[Natural-language object grounding data]
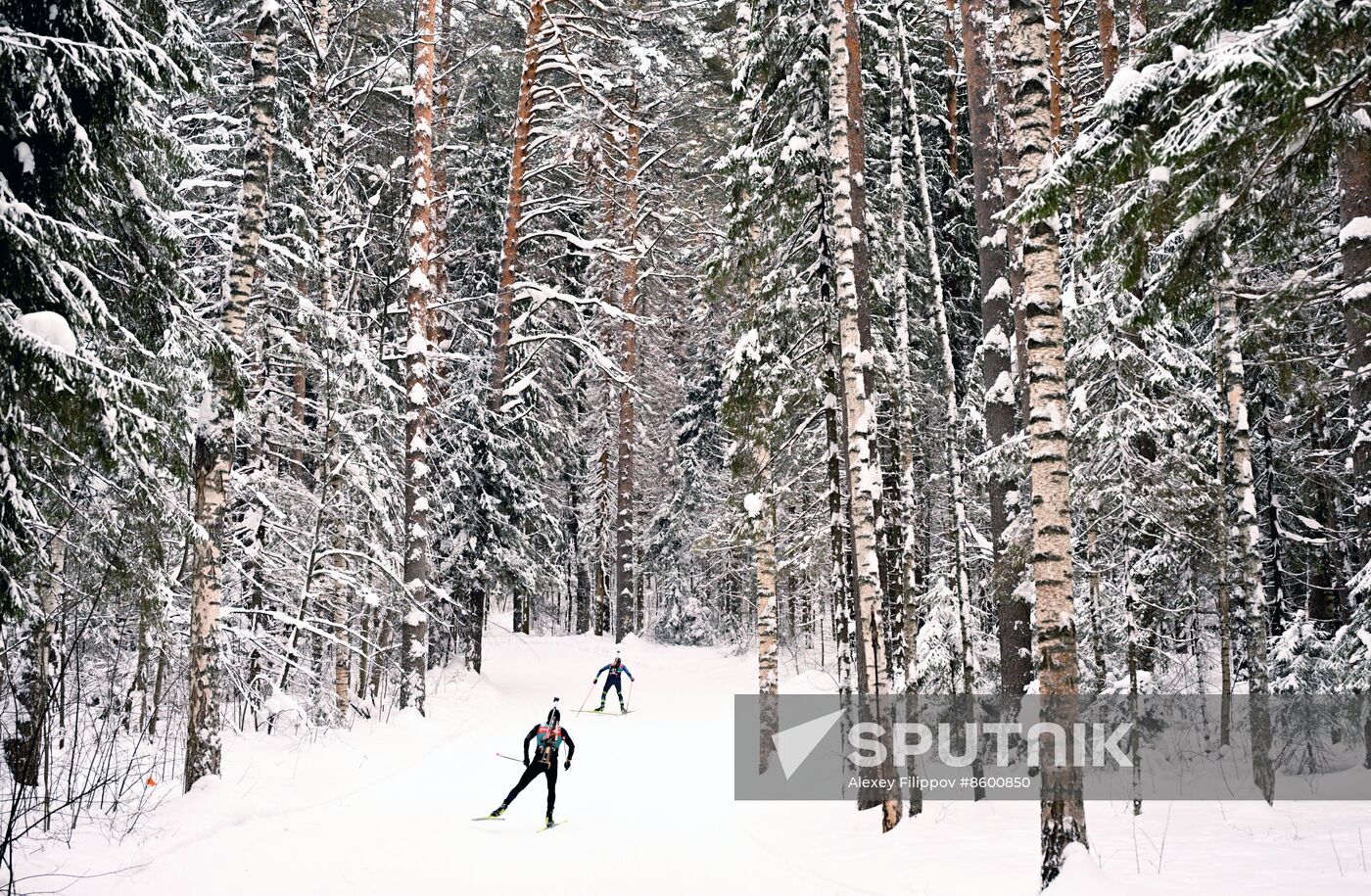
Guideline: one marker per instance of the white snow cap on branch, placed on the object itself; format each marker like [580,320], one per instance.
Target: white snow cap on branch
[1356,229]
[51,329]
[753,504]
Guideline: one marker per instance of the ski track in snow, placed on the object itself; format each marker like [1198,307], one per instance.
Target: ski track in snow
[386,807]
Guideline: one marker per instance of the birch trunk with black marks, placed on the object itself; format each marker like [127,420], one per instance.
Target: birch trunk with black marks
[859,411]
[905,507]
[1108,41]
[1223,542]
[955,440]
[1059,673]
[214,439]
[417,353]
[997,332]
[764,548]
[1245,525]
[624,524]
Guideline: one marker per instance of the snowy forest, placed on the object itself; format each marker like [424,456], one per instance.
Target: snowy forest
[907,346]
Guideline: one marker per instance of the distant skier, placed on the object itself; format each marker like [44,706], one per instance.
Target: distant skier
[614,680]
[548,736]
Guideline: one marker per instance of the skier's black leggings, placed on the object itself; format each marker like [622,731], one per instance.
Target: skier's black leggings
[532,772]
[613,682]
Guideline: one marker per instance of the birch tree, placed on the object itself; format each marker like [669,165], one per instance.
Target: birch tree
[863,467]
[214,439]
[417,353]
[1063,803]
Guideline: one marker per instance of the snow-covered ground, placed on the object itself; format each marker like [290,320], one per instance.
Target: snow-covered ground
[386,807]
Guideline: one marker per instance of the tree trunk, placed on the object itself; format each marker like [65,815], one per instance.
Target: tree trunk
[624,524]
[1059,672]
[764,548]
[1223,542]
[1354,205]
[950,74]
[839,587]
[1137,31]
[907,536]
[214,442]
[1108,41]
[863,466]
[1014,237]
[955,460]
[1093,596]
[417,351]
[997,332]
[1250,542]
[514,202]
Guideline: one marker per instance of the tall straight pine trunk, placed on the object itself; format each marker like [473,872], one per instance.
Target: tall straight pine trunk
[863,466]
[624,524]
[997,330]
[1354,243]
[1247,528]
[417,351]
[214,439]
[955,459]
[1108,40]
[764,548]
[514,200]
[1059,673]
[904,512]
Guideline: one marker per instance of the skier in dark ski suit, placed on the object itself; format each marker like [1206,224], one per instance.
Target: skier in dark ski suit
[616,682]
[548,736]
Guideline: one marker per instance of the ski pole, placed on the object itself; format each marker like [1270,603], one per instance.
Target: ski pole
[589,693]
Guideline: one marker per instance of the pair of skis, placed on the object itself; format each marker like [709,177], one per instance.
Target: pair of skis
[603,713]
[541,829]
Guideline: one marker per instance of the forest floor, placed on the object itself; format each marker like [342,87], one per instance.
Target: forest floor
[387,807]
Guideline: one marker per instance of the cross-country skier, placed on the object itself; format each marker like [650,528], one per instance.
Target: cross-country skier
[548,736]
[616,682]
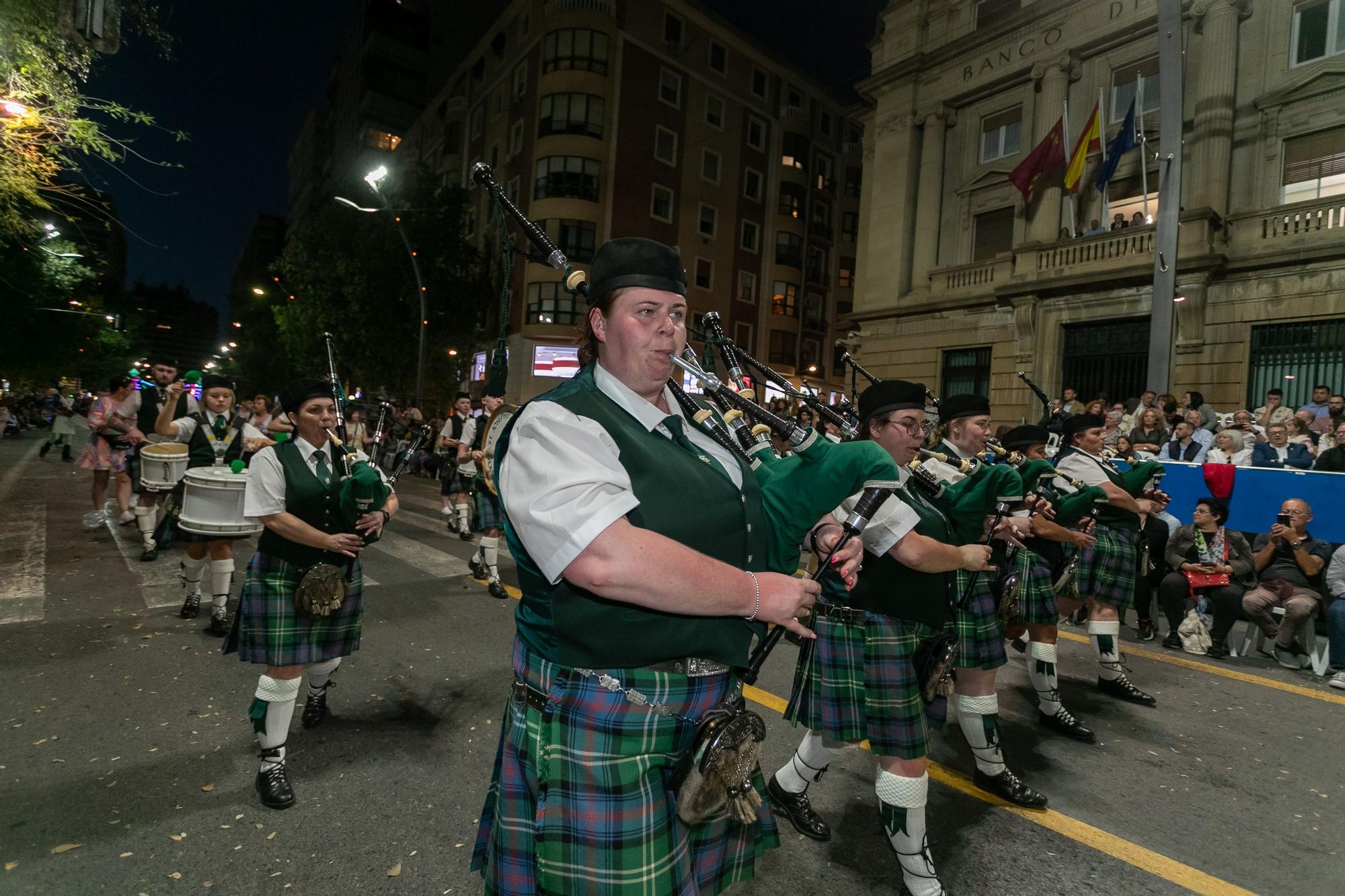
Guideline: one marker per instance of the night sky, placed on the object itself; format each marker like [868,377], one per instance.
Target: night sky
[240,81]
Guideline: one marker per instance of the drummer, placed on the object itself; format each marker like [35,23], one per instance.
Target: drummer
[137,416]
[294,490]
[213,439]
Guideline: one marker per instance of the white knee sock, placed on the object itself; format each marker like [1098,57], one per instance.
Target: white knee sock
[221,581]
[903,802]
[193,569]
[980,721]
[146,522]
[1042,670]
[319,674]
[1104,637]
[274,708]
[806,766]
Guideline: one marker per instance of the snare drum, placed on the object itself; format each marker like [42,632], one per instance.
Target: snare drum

WORK TO BE COMPLETED: Read the records above. Show each line that has the string "snare".

OUTPUT BELOW:
Guideline: one marker per instance of the snare drum, placed on the object itself; format each marker like [42,632], one per instance.
Target: snare drum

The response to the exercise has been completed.